(TASK STATEMENT) Your answer must be every line of the data below that holds the string "cloudy", copied exactly.

(Items listed in a dataset)
--------

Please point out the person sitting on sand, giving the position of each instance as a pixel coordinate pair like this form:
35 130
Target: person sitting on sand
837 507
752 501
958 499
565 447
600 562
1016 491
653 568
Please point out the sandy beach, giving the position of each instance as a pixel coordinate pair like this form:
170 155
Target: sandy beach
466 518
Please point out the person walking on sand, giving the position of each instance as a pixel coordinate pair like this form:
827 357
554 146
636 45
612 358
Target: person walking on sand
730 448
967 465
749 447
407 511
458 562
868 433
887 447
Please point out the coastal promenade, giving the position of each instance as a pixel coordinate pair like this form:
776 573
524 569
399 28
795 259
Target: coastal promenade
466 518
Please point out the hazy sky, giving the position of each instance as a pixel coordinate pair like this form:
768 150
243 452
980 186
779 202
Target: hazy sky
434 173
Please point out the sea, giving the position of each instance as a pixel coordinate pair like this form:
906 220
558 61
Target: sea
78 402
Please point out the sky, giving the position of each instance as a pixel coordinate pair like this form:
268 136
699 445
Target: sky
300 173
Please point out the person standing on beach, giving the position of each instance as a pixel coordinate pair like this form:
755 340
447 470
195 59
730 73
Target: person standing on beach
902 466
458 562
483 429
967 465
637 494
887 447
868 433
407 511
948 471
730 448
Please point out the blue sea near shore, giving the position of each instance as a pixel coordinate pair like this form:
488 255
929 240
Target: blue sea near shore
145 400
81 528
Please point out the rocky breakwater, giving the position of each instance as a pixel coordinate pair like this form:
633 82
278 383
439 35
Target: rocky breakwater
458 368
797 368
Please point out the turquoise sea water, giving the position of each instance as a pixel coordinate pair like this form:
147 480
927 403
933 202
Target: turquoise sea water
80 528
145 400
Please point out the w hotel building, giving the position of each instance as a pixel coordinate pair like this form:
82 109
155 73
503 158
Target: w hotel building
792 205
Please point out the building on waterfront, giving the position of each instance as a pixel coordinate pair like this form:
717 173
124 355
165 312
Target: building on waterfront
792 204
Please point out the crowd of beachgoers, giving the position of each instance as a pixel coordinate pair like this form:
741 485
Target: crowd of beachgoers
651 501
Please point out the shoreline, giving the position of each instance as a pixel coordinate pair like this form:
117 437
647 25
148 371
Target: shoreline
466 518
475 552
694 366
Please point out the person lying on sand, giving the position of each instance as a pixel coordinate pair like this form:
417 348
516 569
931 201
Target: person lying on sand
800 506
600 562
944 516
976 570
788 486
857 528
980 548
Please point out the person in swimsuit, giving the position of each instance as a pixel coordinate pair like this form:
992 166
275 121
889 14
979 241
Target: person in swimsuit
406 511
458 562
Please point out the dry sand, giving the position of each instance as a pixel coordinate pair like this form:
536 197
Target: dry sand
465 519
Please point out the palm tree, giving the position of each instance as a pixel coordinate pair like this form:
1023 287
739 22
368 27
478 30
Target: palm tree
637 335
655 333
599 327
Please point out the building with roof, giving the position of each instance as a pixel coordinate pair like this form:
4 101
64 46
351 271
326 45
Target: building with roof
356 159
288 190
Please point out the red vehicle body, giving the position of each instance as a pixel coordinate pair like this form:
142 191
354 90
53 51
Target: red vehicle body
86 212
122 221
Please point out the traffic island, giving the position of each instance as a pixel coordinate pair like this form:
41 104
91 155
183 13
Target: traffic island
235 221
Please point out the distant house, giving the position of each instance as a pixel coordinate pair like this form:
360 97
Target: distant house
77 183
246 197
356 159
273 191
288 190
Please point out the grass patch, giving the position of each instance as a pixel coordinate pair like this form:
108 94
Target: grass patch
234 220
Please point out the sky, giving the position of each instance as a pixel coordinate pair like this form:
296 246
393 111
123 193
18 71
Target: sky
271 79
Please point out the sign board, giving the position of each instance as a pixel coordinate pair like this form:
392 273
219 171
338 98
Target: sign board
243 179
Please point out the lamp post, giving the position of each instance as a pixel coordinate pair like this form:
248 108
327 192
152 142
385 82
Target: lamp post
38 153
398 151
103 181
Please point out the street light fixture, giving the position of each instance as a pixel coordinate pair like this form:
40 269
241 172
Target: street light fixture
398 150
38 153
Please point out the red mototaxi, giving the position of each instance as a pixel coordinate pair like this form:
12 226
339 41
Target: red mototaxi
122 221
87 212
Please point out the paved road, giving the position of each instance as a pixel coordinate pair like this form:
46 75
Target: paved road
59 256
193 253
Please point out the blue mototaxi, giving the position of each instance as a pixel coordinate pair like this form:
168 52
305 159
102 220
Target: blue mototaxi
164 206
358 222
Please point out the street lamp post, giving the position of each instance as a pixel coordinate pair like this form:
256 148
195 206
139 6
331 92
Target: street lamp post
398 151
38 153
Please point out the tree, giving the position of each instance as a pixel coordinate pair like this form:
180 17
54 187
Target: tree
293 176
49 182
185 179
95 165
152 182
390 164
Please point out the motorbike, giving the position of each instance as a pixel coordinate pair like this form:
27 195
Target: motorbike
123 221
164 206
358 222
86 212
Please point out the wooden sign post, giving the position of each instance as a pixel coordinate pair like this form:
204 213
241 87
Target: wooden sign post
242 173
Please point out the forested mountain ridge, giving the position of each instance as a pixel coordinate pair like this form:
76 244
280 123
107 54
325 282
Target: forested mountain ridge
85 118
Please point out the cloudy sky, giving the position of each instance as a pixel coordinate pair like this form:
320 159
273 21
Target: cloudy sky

--------

(SOLUTION FOR THIS PROBLEM)
Please point out the cloudy sky, giving the position of each instance as a pixel coordinate pair like this form:
Target: cloudy sky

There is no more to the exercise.